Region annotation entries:
* Start *

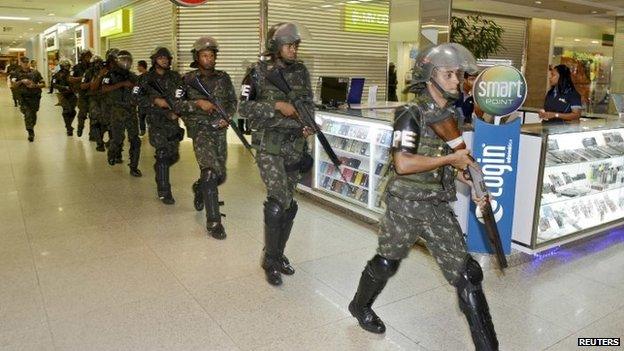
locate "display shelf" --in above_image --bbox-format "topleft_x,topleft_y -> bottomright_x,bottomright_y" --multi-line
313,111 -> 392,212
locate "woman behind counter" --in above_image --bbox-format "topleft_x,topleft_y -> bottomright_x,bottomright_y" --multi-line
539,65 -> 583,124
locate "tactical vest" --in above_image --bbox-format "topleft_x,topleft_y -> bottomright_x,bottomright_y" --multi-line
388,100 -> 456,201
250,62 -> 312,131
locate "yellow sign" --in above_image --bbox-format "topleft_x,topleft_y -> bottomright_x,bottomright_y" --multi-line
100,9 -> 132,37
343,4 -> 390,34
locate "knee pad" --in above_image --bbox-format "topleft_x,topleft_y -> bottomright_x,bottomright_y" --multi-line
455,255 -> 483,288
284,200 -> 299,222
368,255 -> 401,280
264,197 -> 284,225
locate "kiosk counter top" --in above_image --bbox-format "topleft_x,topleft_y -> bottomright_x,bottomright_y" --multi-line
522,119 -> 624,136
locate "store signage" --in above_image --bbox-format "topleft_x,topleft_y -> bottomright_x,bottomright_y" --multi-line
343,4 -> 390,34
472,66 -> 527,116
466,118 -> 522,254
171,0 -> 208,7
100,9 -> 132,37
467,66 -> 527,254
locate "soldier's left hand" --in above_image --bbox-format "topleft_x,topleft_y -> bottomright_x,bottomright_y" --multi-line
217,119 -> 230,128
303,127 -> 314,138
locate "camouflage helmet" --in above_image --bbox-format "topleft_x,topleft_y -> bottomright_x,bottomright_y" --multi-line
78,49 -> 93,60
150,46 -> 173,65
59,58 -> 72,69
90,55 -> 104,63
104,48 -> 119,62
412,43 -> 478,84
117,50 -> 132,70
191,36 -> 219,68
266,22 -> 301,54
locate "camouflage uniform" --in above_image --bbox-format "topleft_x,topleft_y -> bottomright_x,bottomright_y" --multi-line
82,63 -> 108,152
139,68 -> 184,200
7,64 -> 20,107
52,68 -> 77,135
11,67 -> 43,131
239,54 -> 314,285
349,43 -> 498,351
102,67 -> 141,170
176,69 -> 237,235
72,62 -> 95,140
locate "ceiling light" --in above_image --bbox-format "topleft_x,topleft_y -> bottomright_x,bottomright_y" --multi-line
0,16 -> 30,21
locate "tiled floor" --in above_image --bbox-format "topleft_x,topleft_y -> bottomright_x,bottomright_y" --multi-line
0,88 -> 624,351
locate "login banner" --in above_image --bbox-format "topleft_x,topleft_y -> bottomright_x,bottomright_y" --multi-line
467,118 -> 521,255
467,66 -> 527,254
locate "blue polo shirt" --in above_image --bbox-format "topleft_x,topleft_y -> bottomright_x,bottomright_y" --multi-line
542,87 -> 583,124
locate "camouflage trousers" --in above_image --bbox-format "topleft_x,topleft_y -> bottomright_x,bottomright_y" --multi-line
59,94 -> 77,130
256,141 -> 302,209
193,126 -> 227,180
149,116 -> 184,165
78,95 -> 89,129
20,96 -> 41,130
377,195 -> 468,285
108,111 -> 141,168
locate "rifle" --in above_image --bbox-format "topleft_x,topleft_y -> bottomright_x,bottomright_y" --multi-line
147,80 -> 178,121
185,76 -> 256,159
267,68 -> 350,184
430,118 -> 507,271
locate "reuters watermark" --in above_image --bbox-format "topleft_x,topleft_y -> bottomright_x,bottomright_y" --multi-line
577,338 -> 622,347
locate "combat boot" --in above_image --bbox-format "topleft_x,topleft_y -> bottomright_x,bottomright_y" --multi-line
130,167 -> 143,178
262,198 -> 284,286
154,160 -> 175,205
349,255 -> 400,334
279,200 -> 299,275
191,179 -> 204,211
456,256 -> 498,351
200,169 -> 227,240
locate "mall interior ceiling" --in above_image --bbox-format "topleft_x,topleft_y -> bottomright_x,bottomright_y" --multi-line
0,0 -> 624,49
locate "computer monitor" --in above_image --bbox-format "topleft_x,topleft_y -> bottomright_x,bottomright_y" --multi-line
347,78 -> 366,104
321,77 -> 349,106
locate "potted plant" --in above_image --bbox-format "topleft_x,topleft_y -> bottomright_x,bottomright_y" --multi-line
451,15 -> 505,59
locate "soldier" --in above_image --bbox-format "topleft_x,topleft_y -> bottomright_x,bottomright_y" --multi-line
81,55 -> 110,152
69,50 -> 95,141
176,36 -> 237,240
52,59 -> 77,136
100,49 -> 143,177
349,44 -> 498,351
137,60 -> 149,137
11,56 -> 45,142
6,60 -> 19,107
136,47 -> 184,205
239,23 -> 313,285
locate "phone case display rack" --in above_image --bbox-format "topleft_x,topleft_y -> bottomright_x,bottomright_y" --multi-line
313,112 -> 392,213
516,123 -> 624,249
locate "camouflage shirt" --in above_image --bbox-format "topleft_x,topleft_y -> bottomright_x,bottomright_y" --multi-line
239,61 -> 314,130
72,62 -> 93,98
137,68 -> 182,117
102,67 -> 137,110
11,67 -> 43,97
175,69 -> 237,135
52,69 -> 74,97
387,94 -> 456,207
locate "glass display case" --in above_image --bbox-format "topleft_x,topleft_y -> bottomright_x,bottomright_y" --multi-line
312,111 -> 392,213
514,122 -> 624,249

* End *
* Start *

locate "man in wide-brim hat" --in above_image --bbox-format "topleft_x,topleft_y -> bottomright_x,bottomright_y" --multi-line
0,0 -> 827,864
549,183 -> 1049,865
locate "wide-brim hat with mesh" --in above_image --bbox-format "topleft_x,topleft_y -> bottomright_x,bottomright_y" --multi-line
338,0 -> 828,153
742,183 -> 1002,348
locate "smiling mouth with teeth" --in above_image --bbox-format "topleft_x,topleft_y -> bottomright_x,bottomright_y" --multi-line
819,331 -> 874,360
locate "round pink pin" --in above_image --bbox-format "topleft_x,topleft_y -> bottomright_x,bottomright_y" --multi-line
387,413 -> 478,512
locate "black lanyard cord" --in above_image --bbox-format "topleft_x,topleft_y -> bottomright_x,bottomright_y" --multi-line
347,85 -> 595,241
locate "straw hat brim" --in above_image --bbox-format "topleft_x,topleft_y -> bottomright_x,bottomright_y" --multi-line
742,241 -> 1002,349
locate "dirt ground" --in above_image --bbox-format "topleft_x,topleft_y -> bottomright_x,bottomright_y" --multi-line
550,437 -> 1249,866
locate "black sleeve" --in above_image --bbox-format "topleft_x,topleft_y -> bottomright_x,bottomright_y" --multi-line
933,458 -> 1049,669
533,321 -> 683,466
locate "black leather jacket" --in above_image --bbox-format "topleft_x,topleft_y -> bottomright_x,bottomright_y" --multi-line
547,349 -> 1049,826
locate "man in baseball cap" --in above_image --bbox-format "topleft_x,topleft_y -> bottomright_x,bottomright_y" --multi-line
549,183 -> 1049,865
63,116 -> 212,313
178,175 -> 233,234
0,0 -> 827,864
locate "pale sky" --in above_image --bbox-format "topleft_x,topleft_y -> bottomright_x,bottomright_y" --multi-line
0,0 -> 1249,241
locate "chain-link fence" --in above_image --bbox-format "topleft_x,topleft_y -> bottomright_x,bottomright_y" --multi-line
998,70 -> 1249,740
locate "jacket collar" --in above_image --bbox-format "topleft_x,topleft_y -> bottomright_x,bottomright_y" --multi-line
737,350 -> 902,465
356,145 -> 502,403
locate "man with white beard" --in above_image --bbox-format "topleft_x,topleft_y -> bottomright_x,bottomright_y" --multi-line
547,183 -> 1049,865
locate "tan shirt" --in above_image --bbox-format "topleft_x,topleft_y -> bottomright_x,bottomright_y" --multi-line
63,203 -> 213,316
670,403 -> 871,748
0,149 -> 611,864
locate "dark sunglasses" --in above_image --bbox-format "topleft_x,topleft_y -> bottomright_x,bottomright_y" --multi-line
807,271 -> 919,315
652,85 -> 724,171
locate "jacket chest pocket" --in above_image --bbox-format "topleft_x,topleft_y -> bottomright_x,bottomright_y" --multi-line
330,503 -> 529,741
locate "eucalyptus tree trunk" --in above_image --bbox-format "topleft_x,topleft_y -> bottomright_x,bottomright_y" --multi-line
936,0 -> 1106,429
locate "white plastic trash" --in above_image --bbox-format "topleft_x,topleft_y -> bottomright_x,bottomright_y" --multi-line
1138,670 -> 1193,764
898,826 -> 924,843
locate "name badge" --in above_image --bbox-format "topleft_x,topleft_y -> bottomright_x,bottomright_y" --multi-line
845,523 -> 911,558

* End *

**EXERCISE INSTRUCTIONS:** Find every line of the material above that contains the string "brim", and please copy each of those lines.

**OUTPUT FOR THIS EXERCISE:**
locate "man in wide-brim hat" --in above_image --bbox-format "topleft_x,topleft_y -> bottomright_x,bottomright_y" --multi-line
locate "wide-brim hat with mesh" --in above_image --bbox-format "topleft_x,topleft_y -> bottomright_x,bottomright_y" --multi-line
locate "straw hat brim" --in above_image --bbox-format "topleft_x,topleft_y -> bottomright_x,bottomright_y" --multi-line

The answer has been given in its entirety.